Extracted data entries

::::::::

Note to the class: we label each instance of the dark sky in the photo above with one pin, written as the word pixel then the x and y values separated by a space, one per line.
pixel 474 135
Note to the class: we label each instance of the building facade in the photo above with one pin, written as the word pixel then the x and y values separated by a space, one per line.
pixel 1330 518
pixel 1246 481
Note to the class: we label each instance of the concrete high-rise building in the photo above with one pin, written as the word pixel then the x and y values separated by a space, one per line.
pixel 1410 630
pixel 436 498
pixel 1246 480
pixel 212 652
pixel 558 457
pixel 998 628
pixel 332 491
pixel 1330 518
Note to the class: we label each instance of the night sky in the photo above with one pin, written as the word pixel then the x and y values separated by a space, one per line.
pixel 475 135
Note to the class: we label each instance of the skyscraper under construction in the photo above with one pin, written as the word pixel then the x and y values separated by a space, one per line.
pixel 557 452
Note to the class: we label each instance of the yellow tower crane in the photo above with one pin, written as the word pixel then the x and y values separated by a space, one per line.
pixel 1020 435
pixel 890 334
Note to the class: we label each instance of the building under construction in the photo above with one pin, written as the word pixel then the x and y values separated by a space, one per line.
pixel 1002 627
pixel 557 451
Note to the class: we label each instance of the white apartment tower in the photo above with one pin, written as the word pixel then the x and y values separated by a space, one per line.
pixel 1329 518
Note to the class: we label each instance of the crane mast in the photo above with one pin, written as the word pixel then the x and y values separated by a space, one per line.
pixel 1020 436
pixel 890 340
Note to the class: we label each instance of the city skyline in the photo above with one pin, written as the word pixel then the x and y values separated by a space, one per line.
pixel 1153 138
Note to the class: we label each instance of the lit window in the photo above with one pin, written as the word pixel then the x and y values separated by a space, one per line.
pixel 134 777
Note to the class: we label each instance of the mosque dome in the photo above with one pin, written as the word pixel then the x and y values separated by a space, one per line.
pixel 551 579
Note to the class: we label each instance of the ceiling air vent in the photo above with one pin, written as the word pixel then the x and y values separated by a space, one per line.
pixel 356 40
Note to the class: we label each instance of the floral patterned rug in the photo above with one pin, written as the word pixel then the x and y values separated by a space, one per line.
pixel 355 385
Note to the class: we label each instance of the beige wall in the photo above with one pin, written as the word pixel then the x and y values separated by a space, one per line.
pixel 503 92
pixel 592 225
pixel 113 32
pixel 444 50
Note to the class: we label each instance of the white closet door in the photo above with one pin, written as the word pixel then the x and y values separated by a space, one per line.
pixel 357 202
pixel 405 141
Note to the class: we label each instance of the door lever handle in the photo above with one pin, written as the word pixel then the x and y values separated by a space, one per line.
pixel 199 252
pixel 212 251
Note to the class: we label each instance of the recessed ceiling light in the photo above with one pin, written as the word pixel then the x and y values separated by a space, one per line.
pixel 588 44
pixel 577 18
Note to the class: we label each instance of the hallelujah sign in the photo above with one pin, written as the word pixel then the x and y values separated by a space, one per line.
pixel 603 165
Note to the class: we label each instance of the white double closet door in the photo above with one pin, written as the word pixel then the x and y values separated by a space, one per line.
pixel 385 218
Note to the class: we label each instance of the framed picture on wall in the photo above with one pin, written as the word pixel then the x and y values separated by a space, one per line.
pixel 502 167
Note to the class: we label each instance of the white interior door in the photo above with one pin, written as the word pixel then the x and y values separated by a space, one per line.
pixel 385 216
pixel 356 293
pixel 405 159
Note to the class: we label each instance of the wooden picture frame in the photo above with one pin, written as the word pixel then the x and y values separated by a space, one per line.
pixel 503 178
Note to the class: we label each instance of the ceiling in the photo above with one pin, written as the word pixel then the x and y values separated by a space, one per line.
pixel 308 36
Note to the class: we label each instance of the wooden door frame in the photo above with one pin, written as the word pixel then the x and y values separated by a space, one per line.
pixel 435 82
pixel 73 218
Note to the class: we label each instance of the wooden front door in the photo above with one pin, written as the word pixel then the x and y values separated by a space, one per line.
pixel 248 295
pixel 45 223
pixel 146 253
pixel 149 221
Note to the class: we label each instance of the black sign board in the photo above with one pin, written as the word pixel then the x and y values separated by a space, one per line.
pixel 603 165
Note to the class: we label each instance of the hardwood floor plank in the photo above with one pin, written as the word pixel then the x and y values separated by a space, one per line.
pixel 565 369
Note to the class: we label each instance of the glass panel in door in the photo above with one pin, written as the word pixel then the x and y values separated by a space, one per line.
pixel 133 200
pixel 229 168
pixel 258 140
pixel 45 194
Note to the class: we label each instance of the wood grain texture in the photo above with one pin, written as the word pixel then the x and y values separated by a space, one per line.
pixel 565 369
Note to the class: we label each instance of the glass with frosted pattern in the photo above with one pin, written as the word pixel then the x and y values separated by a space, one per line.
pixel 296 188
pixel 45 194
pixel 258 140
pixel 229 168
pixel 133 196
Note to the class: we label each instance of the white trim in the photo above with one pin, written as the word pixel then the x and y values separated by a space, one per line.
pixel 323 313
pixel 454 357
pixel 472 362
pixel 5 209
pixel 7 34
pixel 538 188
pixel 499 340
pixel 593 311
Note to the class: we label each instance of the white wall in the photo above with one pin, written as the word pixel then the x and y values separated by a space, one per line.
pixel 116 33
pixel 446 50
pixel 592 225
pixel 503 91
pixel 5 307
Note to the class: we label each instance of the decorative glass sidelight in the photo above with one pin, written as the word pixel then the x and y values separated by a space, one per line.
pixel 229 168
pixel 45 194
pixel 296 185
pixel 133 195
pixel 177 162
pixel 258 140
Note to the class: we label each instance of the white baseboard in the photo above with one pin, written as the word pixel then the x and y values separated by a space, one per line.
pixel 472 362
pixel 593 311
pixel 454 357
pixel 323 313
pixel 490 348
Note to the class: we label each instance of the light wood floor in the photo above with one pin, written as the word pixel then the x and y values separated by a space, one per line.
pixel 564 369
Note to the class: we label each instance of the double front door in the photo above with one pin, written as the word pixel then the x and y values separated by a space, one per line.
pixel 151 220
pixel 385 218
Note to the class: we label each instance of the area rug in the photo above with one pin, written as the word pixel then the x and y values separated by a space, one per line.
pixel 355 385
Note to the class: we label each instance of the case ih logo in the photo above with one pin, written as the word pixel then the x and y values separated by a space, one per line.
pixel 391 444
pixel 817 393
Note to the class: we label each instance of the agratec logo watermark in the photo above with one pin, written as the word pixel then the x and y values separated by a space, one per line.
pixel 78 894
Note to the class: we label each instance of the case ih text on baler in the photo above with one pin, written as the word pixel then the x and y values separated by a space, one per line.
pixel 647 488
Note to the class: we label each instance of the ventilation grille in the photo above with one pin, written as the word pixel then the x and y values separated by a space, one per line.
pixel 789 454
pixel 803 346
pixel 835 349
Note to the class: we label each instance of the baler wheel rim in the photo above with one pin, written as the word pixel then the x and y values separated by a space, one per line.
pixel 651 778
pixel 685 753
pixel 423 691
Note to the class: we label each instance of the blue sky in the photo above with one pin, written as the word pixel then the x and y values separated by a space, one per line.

::::::::

## DO THIS:
Rewrite the part of the listing that begins at the line containing "Note to the class: we label each instance of the door" and stops after the line containing "pixel 308 36", replacing "framed picture on wall" with "framed print on wall" and keeping everything else the same.

## WRITTEN REPLY:
Note to the class: we label each instance of the door lever handle in the photo above with one pin, written as the word pixel then the x and y values separated by a space, one per line.
pixel 199 252
pixel 212 251
Note to the class: we label each instance of the recessed ceiling light in the photo above with one pin, written as the word pixel then the x and y values separated by a space, one per line.
pixel 588 44
pixel 577 18
Note to the class: we label each instance of the hallelujah sign in the photo above with one pin, written as the word pixel then the x and y values separated by a space, one per line.
pixel 603 165
Note to the class: we label each instance of the white double closet door in the photo above with one pin, written as the word pixel then the x and y values separated by a space, one per line.
pixel 385 218
Note to the class: we label each instance of the framed print on wall in the photo above with one pin, written as the word pixel then the x and y values separated by a space, one per line.
pixel 502 167
Note to the class: we label each instance of the white interior door in the photo above with one pin, written as the word pixel then the x and y values separated by a space, one per line.
pixel 385 216
pixel 356 293
pixel 405 159
Note to the class: we label each instance of the wooden picture frame in the photo above with one pin, written as the word pixel then the x and y values separated by a space, one per line.
pixel 503 178
Note to the class: we label each instance of the ceiling in the photo above with one pin, written as the word pixel then the x and y values separated by a space, one per line.
pixel 308 36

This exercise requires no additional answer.